DO THIS → Which lines below contain the string "scoop"? Pick out each of them and copy it.

** START OF PROVIDED DATA **

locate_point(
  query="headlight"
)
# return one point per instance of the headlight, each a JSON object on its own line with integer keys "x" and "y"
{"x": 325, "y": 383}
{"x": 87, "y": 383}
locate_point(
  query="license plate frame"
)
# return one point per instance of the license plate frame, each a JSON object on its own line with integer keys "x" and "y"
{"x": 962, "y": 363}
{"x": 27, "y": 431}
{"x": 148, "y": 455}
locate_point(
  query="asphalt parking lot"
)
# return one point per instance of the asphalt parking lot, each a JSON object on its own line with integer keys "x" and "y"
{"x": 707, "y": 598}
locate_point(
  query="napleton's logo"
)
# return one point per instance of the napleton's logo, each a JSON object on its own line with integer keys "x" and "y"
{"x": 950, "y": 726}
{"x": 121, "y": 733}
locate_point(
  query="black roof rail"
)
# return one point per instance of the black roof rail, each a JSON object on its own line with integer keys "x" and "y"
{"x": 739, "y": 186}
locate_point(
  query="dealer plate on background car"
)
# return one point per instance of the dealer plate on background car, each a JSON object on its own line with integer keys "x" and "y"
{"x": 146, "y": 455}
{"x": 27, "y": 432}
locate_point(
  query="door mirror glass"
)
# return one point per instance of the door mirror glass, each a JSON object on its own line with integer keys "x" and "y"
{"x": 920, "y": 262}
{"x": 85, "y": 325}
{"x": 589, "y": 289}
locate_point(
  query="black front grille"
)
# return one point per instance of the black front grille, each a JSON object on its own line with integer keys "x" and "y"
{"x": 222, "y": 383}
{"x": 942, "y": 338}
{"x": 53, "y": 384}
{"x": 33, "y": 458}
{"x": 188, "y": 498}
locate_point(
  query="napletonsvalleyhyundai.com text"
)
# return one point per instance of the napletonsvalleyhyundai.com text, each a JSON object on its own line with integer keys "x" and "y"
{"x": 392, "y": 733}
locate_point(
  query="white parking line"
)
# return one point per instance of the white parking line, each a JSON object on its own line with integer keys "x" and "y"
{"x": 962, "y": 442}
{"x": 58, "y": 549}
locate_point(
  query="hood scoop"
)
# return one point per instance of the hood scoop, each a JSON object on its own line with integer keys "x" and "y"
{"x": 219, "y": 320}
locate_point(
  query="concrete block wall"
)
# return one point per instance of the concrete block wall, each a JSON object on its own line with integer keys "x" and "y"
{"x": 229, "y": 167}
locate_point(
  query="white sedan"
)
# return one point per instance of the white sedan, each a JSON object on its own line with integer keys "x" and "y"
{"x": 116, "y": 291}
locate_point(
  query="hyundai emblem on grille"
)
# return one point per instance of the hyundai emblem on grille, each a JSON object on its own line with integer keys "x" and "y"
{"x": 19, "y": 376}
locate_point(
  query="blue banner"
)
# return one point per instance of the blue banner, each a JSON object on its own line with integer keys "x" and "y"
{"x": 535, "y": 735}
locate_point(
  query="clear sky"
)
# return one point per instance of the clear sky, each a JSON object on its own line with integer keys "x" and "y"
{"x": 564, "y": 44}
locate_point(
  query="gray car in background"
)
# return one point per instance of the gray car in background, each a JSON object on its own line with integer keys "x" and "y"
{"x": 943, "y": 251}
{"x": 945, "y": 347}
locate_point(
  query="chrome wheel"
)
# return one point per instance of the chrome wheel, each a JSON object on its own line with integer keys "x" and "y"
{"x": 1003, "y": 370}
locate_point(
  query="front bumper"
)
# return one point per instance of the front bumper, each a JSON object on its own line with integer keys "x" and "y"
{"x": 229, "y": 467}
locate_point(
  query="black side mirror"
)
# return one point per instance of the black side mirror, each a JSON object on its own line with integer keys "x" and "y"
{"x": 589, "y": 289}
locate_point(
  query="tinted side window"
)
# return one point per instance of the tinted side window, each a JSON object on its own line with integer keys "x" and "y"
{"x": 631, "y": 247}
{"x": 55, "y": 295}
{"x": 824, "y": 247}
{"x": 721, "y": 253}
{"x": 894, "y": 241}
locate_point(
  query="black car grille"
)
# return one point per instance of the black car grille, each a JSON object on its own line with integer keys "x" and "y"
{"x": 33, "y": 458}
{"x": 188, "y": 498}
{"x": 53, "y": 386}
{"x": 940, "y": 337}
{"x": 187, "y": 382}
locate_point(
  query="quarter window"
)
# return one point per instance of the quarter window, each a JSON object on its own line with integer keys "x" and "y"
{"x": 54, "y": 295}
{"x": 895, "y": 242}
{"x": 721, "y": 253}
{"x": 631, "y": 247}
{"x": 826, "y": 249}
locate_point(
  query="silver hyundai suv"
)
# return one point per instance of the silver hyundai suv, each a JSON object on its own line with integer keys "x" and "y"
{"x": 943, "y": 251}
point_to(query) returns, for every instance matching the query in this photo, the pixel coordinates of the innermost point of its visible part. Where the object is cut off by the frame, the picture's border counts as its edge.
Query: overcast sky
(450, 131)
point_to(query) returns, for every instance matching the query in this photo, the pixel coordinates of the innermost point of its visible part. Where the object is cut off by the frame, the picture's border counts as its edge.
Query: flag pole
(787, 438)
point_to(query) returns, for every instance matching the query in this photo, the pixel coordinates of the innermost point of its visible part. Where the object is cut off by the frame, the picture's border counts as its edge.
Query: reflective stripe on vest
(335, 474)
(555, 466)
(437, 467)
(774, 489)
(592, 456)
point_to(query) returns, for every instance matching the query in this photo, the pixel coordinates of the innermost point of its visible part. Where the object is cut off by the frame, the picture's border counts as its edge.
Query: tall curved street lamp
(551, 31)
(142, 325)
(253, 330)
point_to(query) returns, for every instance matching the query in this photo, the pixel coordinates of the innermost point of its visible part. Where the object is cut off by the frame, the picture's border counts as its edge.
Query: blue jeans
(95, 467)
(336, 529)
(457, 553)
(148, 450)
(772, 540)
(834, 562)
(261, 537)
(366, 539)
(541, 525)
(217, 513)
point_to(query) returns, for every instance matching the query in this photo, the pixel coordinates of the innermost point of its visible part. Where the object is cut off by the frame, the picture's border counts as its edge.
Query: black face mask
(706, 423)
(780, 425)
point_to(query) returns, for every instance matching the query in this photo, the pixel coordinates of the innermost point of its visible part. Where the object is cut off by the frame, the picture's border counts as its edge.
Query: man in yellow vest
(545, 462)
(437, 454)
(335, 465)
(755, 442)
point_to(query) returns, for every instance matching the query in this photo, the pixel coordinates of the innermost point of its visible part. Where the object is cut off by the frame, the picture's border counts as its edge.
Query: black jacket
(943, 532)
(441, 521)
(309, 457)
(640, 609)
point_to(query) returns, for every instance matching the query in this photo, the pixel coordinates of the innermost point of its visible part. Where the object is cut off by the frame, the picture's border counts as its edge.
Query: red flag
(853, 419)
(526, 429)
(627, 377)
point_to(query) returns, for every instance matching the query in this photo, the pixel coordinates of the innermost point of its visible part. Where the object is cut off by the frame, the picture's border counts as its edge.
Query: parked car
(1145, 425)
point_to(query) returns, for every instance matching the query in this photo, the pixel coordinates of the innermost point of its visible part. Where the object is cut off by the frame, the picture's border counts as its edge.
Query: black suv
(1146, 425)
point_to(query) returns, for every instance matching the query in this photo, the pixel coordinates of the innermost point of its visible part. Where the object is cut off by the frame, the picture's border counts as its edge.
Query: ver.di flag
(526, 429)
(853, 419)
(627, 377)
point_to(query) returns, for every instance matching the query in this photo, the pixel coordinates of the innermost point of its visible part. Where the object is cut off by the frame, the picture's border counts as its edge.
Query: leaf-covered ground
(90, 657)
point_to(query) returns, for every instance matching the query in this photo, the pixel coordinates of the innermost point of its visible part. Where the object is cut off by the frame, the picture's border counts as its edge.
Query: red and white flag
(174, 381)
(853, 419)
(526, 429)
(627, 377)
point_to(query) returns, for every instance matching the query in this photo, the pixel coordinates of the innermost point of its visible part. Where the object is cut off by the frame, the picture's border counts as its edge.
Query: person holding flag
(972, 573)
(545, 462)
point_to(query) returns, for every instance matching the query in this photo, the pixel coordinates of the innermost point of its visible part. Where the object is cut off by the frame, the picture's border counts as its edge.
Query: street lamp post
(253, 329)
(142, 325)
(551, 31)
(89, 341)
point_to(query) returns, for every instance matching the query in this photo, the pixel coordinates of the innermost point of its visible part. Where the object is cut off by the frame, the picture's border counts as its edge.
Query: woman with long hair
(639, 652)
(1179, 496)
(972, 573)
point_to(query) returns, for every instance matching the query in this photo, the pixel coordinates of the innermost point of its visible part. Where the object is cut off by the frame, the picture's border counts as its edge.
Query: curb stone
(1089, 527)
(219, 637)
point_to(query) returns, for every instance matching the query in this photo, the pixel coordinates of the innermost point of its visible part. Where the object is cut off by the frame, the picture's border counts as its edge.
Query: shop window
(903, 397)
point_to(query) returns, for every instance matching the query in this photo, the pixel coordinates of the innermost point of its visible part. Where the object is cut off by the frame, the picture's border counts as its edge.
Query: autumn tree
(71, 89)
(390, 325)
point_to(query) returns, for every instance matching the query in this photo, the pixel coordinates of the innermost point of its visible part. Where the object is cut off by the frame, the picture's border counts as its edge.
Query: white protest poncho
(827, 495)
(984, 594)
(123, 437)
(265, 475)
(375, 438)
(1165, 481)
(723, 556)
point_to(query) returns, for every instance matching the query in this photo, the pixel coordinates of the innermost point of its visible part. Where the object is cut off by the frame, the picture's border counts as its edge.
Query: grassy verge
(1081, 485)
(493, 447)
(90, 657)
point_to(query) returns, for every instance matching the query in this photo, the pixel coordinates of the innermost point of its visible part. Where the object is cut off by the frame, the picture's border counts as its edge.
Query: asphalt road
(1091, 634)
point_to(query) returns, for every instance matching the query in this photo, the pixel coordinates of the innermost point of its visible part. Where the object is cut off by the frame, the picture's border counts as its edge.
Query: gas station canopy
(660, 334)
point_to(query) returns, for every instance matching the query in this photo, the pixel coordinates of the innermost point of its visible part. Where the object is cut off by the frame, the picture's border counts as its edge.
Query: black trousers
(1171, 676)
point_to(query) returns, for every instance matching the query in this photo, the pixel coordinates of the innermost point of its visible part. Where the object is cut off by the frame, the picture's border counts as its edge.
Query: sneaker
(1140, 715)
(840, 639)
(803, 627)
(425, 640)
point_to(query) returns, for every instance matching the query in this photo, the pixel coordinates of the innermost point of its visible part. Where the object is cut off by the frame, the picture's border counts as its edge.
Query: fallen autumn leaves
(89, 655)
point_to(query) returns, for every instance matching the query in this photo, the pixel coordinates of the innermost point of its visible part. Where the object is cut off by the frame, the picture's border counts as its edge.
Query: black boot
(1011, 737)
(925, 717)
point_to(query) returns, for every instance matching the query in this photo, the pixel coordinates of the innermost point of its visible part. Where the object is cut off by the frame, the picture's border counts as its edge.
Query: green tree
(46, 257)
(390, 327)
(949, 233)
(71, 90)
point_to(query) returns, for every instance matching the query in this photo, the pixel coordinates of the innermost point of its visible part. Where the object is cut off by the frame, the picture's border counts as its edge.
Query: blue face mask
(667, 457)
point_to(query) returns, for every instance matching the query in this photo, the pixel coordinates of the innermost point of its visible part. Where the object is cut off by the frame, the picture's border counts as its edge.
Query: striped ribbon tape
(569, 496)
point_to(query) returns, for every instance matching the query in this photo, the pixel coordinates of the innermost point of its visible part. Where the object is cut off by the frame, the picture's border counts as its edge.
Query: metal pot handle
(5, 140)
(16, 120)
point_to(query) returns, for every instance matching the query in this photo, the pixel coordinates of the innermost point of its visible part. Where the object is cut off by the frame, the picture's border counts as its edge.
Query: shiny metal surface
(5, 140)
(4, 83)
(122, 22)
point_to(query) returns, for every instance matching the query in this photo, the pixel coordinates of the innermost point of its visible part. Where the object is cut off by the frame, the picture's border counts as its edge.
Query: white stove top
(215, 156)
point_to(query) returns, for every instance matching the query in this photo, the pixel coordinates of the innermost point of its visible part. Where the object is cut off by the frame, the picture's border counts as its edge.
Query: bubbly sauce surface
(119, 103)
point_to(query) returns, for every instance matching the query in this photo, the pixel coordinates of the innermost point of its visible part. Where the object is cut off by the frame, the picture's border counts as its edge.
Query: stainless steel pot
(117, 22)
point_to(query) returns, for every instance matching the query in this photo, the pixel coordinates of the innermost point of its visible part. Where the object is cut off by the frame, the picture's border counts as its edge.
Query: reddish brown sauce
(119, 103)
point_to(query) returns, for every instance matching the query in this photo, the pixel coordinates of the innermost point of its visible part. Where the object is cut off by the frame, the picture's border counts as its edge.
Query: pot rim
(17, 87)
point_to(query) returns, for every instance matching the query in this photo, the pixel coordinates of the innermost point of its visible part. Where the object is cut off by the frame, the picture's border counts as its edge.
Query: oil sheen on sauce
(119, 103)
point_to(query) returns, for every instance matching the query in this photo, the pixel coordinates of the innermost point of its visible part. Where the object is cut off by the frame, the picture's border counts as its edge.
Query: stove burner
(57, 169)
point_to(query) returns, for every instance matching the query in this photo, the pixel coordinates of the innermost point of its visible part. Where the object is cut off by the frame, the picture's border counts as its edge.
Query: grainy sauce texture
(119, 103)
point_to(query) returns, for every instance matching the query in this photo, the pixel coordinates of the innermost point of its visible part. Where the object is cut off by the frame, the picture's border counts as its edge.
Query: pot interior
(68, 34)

** END OF PROVIDED DATA **

TASK ANSWER →
  query="hood scoop"
# return one point per instance of the hood scoop, each a JSON object on its own line with integer keys "x" and "y"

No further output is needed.